• [CONSIGNAS]
• 1. Según el texto sobre la crisis alimentaria, ¿qué crisis se enfrenta en la distribución de los alimentos?
• 2. Prolonga el texto sobre la crisis alimentaria a partir de su última oración.

En la producción agroalimentaria la crisis no pasa por la disponibilidad, ya que hay suficiencia y estabilidad, sino que se vislumbra una crisis de sustentabilidad. Hoy existen suficientes alimentos para todos (los reciban o no), pero los modelos productivos en que se apoya este aumento de la disponibilidad no son sustentables y están poniendo en peligro tierra, agua y aire y a los mismos comensales, por lo que algunos científicos se preguntan si vale la pena insistir en producir de este modo considerando la posibilidad de que se hayan sobrepasado las capacidades de los ecosistemas de recuperarse.
Respecto de la distribución, en el acceso, enfrentamos una crisis de equidad. El aumento de la disponibilidad no terminó con el sufrimiento del hambre. Tener alimentos disponibles es necesario porque no se puede distribuir lo que no se tiene, pero no es suficiente: que toda la población tenga acceso a ellos es vital.
En el consumo convivimos con una crisis de comensalidad. Aunque hay alimentos suficientes y a pesar de su distribución sesgada, aun los que acceden a ellos han perdido el sentido acerca de qué y por qué comer. En un mundo que parece haber superado las necesidades biológicas, los valores que dan sentido al consumo alimentario también están en crisis: se deshilachan las culturas alimentarias al mismo tiempo que la industria globalizada homogeneiza la oferta y se forma un núcleo de productos procesados que son idénticos en todos los rincones del planeta, y que prevalecen sobre la necesidad, la geografía o la cultura. Gaseosas, enlatados, bocadillos (snacks), sopas deshidratadas y lácteos endulzados forman el corazón de los consumos mundiales, a despecho de las necesidades nutricionales o de las preferencias culturales. Esto ha provocado una crisis en la alimentación tradicional (patrones de consumo posibles y probados durante miles de años) y por primera vez en la historia de la cultura humana vemos un desplazamiento del grupo al individuo al momento de decidir qué comer. Aunque hoy nos parece extraño, en el pasado la decisión acerca de qué comer era social: la familia, la comunidad, la cultura o la economía nacional dictaban lo que se consideraba sano o rico o apropiado (para géneros, edades, situaciones) y se tomaban decisiones grupales (familiares) de lo que cada uno podía y debía comer. Hoy esa decisión recae en el individuo. Una decisión en solitario de un comensal formateado por la industria que domina qué y por qué comer con la lógica de la ganancia empresarial antes que la salud o la sustentabilidad.

• [Entradas del conjunto de datos de anotación]

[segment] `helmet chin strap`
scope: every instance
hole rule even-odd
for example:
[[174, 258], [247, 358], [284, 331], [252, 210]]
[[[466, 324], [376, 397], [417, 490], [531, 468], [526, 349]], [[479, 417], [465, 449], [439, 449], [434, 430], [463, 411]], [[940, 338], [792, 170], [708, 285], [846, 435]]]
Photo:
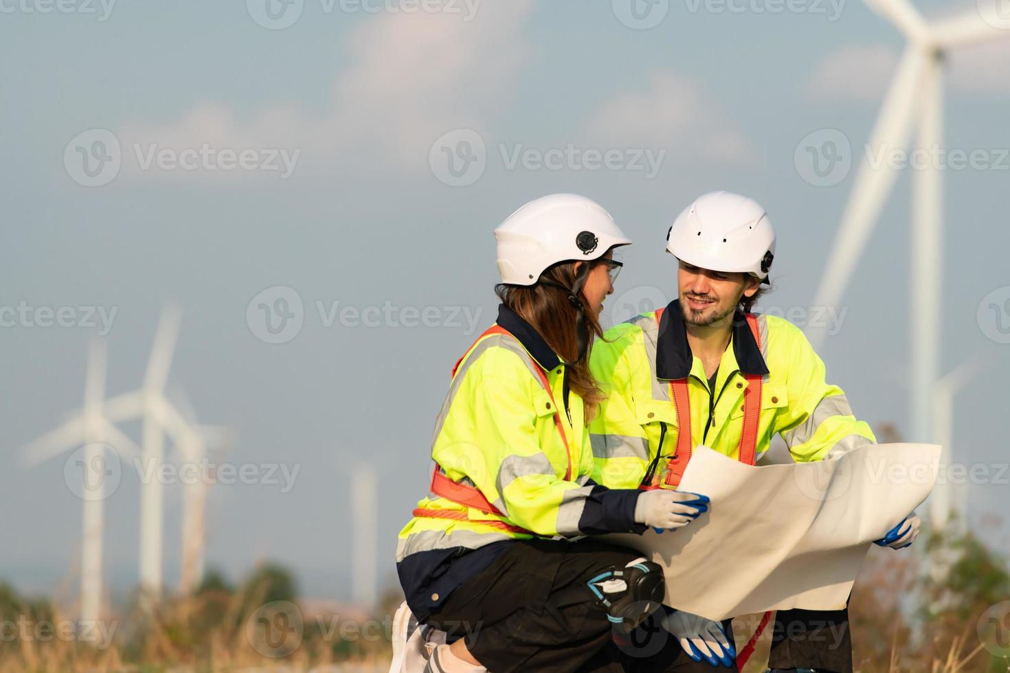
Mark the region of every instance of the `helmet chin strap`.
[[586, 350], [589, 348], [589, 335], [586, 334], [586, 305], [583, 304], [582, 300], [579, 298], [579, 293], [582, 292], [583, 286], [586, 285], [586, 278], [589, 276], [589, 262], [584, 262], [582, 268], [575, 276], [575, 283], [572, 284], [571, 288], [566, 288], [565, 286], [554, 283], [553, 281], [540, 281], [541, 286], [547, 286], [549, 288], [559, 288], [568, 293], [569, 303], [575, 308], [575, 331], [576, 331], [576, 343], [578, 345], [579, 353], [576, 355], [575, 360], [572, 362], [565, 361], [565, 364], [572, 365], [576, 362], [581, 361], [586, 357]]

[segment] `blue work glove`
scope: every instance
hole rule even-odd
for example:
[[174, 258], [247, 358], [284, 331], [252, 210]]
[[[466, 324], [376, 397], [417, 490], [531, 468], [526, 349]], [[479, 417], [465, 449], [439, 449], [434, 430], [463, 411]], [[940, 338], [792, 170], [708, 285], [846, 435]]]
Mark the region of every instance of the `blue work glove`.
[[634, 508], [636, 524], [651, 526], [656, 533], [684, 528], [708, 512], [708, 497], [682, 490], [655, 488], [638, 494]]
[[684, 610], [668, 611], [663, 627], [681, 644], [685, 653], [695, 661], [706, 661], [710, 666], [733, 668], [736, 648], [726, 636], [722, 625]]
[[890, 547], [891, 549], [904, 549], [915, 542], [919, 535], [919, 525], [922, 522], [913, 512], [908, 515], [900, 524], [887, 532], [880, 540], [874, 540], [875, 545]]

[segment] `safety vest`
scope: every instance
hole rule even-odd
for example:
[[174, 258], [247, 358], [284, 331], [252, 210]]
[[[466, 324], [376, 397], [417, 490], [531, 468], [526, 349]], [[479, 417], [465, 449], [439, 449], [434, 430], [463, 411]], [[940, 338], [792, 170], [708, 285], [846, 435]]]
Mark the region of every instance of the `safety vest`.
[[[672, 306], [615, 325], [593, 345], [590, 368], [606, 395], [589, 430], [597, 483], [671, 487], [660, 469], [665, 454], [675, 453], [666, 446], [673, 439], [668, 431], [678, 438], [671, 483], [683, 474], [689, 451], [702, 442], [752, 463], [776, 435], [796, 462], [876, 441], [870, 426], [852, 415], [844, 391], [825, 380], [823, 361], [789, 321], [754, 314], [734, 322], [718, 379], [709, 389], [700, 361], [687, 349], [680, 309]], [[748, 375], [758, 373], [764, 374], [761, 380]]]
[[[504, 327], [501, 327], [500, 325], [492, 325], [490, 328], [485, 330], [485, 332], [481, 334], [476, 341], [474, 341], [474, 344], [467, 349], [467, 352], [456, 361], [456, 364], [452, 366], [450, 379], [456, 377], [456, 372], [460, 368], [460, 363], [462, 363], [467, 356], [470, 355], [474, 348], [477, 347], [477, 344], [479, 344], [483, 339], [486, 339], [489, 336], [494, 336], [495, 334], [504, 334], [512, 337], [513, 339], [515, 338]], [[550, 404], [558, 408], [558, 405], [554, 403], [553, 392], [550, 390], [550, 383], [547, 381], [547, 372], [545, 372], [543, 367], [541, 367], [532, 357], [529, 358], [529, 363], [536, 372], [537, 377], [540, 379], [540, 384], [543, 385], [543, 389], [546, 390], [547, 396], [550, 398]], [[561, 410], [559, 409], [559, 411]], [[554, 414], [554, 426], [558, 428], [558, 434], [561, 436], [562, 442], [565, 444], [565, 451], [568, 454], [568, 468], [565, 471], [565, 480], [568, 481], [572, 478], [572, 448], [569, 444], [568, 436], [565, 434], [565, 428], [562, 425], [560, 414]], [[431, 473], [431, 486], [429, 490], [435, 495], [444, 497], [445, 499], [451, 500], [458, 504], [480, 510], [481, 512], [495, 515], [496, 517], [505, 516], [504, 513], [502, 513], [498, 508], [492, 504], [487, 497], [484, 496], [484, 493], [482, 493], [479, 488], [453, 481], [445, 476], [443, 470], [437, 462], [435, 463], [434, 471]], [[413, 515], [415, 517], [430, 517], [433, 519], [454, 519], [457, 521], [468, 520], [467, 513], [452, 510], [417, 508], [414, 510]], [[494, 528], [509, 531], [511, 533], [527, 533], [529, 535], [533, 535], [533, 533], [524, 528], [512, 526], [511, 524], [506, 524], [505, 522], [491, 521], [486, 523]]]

• [RESPUESTAS]
• 1. Una crisis de equidad.

• 2.
Porque la crisis es global y se da en todas las áreas y simultáneamente, algunos autores la consideran una “crisis de civilización”. Por el contrario, aquí consideramos que es una crisis del derecho a la alimentación, que –aunque reconocido como derecho humano por las Naciones Unidas– sigue siendo en gran medida declamatorio desde 1948, cuando, luego de los horrores de la Segunda Guerra Mundial, muchas naciones soñaron con un mundo libre de hambre.
Todas las dimensiones del derecho están en crisis: la capacidad de alimentarse de manera autónoma, de alimentar a otros y de ser alimentado (cuando el sujeto no puede hacerlo). Los Estados son los garantes de este derecho y deben arbitrar los medios para que se cumpla, ya sea a través de políticas públicas directas (asistenciales) e indirectas (como el empleo), ya sea atendiendo el reclamo cuando los ciudadanos encuentran este derecho vulnerado. Pero por la intersectorialidad de los derechos humanos, antes que por una jerarquía entre ellos, vulnerar el derecho a la alimentación adecuada vulnera también otros derechos humanos (económicos como el trabajo, sociales como la salud o culturales como la identidad) con los que está fuertemente interrelacionado.
Defender el derecho a la alimentación adecuada para cualquier Estado significa que las políticas alimentarias deben tener como fin promover al ciudadano fortaleciendo su libertad y su autonomía y no utilizarse como formas de dominación, control social o clientelismo político. La crisis del sistema alimentario –como no podía ser de otra manera– conlleva y es producto de derechos humanos conculcados.